[Stored data entries]
○ ○ ○ ○ ○

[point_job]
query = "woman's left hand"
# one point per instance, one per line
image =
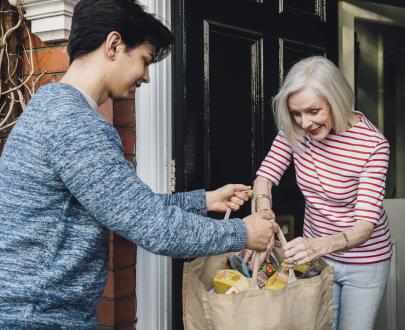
(301, 250)
(230, 196)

○ ○ ○ ○ ○

## Problem statement
In your copy, repeat the records above exactly and include no images.

## Response
[point_job]
query = "woman's left hand"
# one point per instance, one per line
image =
(301, 250)
(230, 196)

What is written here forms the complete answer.